*REQUIRED TASK*: According to the interim rule passage, until what date did the FAR previously provide the micro-purchase exception?

*SOURCE PASSAGE*:
+ + + +

This interim rule extends the electronic and information technology (EIT) micro-purchase exception until October 1, 2004. Previously, in incorporating the Access Board standards, the FAR provided an exception from the procurement regulations for micro-purchases until January 1, 2003. The Councils fully expected that many products would conform to the standards within that timeframe and be marketed and labeled by the manufacturer accordingly. However, industry is providing products at varying levels of conformance to the standards, and product packaging does not currently provide Section 508 conformance information, in most cases.

The Government is continuing to make compliance a high priority, and the award of many Federal EIT procurements have hinged on accessibility. While the “Buy Accessible” information on the Web site is helpful, not all firms have templates completed for their products making it especially difficult for Government purchase cardholders who are not contracting officers to make informed EIT purchases through reasonable effort.

Typically, Government personnel who are not warranted contracting officers use the purchase card to purchase commercial-off-the-shelf items. Use of the purchase card makes it generally impractical to comply with the EIT accessibility standards unless commercial-off-the-shelf products are labeled for Section 508 standards compliance. The Councils recognize the fact that almost all micro-purchases are made using the Governmentwide commercial purchase cards, but also recognize that the Government purchases $52 billion per year for EIT products and services, of which only a very small percentage are acquired through the micro-purchase process with credit cards. Most Government desktop personal computers and other infrastructure are purchased and controlled through large agency acquisitions.

By October 1, 2004, we are hopeful that vendors will provide statements related to product conformance to the Section 508 standards as part of their marketing information and their outer Start Printed Page 80322packaging labeling. As this occurs, Federal Government cardholders can make informed EIT purchases that conform to the Access Board's standards, and the micro-purchase exception will no longer be needed.

+ + + +

Extracted data entries:
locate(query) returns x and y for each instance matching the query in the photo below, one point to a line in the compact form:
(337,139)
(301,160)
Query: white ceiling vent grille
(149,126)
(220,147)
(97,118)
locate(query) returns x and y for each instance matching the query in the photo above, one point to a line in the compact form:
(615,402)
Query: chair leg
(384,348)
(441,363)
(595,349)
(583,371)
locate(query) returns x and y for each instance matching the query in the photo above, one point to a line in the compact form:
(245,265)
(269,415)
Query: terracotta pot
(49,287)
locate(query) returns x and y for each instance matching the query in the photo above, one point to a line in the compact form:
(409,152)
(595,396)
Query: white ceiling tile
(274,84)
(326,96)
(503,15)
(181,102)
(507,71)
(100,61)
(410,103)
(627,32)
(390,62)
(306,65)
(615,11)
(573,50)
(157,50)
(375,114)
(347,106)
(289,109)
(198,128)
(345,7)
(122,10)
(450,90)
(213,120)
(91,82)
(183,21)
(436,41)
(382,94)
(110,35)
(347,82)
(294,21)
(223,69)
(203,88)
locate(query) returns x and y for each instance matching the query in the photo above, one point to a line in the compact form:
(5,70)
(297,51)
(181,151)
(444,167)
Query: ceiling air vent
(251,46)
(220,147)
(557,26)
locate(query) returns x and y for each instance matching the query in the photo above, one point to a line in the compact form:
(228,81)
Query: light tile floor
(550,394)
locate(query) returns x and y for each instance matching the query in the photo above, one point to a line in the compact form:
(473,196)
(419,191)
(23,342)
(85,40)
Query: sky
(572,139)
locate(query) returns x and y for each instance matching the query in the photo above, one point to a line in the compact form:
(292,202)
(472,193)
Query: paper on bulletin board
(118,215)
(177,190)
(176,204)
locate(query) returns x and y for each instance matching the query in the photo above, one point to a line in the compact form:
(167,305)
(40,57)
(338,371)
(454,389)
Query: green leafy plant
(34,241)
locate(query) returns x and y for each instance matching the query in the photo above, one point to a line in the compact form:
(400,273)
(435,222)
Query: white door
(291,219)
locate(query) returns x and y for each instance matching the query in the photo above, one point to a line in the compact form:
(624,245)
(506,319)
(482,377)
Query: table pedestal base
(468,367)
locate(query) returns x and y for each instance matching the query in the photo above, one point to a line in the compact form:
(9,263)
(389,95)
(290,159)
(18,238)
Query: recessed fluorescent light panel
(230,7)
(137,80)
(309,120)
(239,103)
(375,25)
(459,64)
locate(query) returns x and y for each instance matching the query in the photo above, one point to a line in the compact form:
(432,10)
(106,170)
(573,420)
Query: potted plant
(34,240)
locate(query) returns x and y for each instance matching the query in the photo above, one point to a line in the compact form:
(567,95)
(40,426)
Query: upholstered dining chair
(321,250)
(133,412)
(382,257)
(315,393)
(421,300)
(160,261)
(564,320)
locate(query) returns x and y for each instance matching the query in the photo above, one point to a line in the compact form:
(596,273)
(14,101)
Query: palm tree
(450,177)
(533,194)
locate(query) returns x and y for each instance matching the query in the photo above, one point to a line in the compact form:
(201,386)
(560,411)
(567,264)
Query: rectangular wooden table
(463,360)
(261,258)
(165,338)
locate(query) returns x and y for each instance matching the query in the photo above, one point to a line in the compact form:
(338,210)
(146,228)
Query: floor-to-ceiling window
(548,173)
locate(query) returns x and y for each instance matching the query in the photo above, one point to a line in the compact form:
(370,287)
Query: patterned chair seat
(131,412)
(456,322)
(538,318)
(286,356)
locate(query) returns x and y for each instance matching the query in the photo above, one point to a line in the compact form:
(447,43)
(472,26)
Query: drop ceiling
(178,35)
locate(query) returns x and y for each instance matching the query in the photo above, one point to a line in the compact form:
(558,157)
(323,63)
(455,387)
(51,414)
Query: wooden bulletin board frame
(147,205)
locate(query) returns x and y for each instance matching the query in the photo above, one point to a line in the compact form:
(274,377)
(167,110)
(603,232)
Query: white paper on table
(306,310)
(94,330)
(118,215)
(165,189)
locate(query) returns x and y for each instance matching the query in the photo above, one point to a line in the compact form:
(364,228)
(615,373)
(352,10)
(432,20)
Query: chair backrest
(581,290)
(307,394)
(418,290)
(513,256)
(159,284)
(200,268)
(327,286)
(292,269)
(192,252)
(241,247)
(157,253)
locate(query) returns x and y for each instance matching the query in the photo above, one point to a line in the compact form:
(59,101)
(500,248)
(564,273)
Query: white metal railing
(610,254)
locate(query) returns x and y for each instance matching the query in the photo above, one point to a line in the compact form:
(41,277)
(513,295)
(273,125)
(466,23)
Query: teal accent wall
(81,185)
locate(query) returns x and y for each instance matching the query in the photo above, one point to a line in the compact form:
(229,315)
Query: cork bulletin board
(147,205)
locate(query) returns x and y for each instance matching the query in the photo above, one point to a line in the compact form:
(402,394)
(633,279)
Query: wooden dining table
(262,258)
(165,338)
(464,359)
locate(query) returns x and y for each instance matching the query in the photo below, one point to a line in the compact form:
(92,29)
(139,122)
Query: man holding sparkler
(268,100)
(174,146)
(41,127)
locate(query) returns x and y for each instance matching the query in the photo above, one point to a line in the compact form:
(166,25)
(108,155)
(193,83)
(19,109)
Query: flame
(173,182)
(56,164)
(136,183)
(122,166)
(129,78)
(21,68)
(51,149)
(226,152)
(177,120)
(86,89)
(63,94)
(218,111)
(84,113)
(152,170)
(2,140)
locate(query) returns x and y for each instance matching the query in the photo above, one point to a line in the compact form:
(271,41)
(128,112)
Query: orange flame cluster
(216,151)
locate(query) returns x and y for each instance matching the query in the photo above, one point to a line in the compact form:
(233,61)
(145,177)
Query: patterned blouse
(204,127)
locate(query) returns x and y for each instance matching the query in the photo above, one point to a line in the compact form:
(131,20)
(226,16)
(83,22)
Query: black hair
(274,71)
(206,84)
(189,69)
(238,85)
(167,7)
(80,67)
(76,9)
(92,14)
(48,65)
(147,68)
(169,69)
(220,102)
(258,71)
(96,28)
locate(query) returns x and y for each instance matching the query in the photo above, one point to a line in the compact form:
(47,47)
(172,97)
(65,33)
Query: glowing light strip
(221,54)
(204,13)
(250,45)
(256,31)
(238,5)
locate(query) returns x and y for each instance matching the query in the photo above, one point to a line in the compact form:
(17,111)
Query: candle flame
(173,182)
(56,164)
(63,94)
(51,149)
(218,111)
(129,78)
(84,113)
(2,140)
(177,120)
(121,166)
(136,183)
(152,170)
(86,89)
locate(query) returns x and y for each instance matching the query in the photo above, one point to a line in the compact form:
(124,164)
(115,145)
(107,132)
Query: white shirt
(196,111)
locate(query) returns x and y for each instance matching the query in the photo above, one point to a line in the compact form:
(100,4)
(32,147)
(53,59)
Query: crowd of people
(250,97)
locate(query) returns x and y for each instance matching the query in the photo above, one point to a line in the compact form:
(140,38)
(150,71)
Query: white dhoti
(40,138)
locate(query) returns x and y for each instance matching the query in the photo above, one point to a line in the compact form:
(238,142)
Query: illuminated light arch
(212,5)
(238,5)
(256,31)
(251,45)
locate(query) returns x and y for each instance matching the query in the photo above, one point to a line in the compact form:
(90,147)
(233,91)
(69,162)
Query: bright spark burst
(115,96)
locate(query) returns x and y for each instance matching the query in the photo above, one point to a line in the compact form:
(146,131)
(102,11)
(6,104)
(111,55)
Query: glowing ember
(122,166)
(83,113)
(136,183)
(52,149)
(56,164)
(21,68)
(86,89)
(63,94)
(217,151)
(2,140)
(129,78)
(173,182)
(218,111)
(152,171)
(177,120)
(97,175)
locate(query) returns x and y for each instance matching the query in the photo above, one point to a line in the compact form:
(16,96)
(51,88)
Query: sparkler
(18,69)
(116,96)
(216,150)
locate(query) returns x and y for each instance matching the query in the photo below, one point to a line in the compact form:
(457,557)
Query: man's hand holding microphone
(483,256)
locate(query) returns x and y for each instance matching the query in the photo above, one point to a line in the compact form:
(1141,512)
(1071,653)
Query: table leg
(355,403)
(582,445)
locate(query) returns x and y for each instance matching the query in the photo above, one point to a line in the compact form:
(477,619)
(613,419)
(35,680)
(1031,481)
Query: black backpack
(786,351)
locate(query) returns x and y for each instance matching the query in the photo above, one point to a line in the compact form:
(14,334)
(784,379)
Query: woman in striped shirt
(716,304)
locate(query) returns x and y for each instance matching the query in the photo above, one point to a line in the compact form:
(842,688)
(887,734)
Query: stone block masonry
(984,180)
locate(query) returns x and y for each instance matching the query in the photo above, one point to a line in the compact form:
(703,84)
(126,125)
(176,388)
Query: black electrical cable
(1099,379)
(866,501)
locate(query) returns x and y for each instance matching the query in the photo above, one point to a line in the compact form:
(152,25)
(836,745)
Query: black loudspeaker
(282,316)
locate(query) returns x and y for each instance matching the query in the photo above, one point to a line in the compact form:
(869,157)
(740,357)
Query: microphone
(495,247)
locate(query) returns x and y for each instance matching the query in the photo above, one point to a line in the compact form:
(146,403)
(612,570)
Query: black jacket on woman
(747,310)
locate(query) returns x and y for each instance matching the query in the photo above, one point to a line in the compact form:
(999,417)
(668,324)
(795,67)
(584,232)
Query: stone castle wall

+ + + +

*WRITTEN RESPONSE*: January 1, 2003